Extract to read -
****************************************

Supercomputing (or high-performance computing) was once the stuff of science fiction, and now it’s everywhere, even if most of us don’t realize it.
Samsung Semiconductor CSVP of Memory Sales Jim Elliott sat down with Intel’s VP and GM of AI, HPC, and Datacenter Accelerators Solutions and Sales Nash Palaniswamy to discuss supercomputing and its increased importance in today’s day and age.
The conversation began with an analysis of the evolution of the High Performance Computing (HPC) market, new applications for HPC, and how storage and memory plays a crucial role in these processes.
“HPC is really a combination of two things,” said Palaniswamy, “a high-performing infrastructure, and the high-demand applications” supported by the infrastructure.
As industries find more practical applications for AI, the need for powerful compute infrastructure to handle it increases exponentially. HPC infrastructure faces the challenge of being outpaced by AI advancements.
When asked about examples of supercomputing’s contributions to life on our planet, Palaniswamy listed 3 examples of fields that benefit from HPC today:
1. Cryogenic electron microscopy (Cryo-EM) technology, an exciting field that won the 2017 Nobel Prize in Chemistry. Cryo-EM utilizes HPC to make three-dimensional models of viruses to help identify them and their variants – useful for breaking down the structure of the COVID-19 virus.
2. Improved brain mapping for neuroscientists and researchers relies on HPC to advance both medical science and AI modeling.

****************************************

Dataset entries -
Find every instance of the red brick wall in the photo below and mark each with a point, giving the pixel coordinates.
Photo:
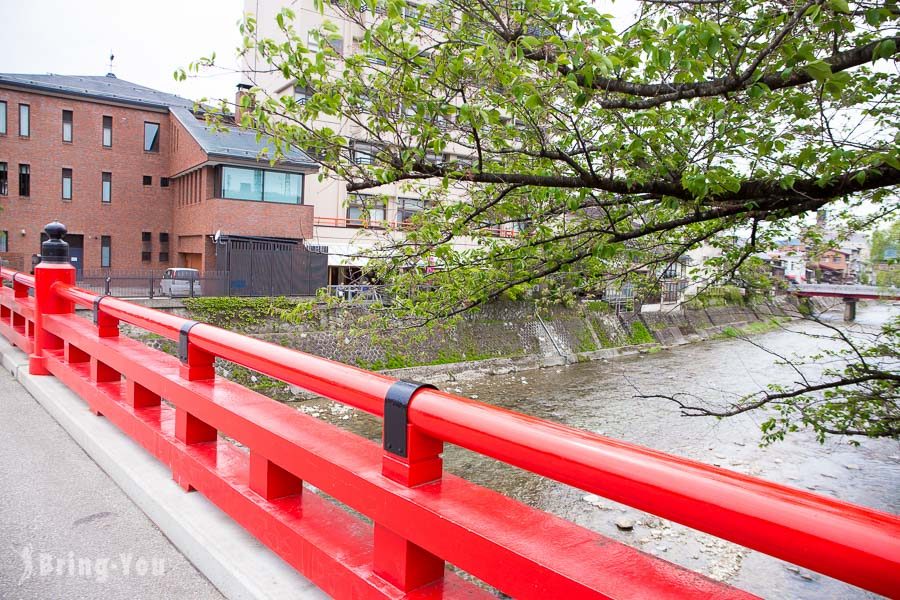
(134, 208)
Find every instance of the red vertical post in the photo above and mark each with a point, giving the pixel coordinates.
(412, 462)
(54, 266)
(107, 326)
(271, 481)
(20, 290)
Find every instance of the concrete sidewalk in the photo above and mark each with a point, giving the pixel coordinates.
(66, 529)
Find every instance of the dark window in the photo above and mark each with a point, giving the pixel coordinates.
(301, 95)
(107, 132)
(24, 120)
(67, 184)
(366, 210)
(24, 180)
(146, 246)
(151, 137)
(163, 247)
(407, 207)
(106, 180)
(105, 251)
(67, 125)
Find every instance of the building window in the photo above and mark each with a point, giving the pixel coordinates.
(266, 186)
(365, 210)
(107, 132)
(105, 251)
(67, 125)
(67, 184)
(146, 246)
(407, 207)
(301, 95)
(363, 154)
(24, 120)
(163, 247)
(151, 137)
(107, 187)
(24, 180)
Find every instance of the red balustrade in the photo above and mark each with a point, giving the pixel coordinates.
(250, 455)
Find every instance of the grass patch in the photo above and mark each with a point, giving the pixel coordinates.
(639, 335)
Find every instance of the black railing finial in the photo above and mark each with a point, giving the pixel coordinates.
(55, 249)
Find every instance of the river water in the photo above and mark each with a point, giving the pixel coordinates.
(601, 397)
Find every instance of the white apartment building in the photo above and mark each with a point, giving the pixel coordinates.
(337, 222)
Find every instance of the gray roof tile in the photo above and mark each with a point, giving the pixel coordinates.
(101, 87)
(233, 143)
(236, 143)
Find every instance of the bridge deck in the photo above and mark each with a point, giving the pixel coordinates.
(58, 504)
(859, 292)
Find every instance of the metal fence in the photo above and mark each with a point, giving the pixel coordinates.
(152, 284)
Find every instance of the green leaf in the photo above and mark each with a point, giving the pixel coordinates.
(819, 70)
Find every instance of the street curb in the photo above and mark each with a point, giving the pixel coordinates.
(238, 565)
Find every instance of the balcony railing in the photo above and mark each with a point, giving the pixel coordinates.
(394, 225)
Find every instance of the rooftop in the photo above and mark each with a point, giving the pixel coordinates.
(227, 142)
(101, 87)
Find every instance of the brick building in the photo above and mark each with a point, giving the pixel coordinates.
(137, 176)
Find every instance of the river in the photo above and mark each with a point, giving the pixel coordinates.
(601, 397)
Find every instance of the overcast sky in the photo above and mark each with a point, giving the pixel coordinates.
(150, 39)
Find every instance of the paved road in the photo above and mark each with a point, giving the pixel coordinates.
(66, 529)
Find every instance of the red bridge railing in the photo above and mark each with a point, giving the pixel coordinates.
(250, 455)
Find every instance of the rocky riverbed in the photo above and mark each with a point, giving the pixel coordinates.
(601, 396)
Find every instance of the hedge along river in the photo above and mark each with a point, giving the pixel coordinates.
(601, 397)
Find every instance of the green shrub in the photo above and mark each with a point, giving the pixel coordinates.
(639, 335)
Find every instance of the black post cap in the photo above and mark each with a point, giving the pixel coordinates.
(55, 249)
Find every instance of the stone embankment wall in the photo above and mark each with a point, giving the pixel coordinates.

****************************************

Activity 1 - From the supercomputing article, copy the passage starting with "When asked about" and going on through "the COVID-19 virus.".
Activity 2 - In the supercomputing article, what two things does Palaniswamy say HPC combines?
Activity 3 - Go on with the supercomputing article from the point where it stops.

Response 1 -
When asked about examples of supercomputing’s contributions to life on our planet, Palaniswamy listed 3 examples of fields that benefit from HPC today:
1. Cryogenic electron microscopy (Cryo-EM) technology, an exciting field that won the 2017 Nobel Prize in Chemistry. Cryo-EM utilizes HPC to make three-dimensional models of viruses to help identify them and their variants – useful for breaking down the structure of the COVID-19 virus.

Response 2 - A high-performing infrastructure and the high-demand applications it supports.

Response 3 -
3. HPC-supported breakthroughs in fusion energy discoveries that aid in safe, efficient reactor management.
As complex applications like AI and machine learning have grown, the high-performance memory and storage capabilities to empower these advances (and handle the data associated with them) have evolved in tandem.
“I believe storage is the unsung hero of HPC and innovation in this area,” Palaniswamy said. “(Memory and Storage) keep the HPC systems humming, and make it possible to leverage all the data.”
Palaniswamy then mentioned the Samsung DDR5 and DRAM memory portfolio as direct contributors to the innovation and advancements in supercomputing technology—particularly how much DDR5 contributes to better data transfer performance over the last generation (DDR4).
“You couldn’t do that before. You had to go break [the data] into multiple [packets]. With advancements in DDR5, you can do it in one go—you have better precision. With DDR5, you build better products.”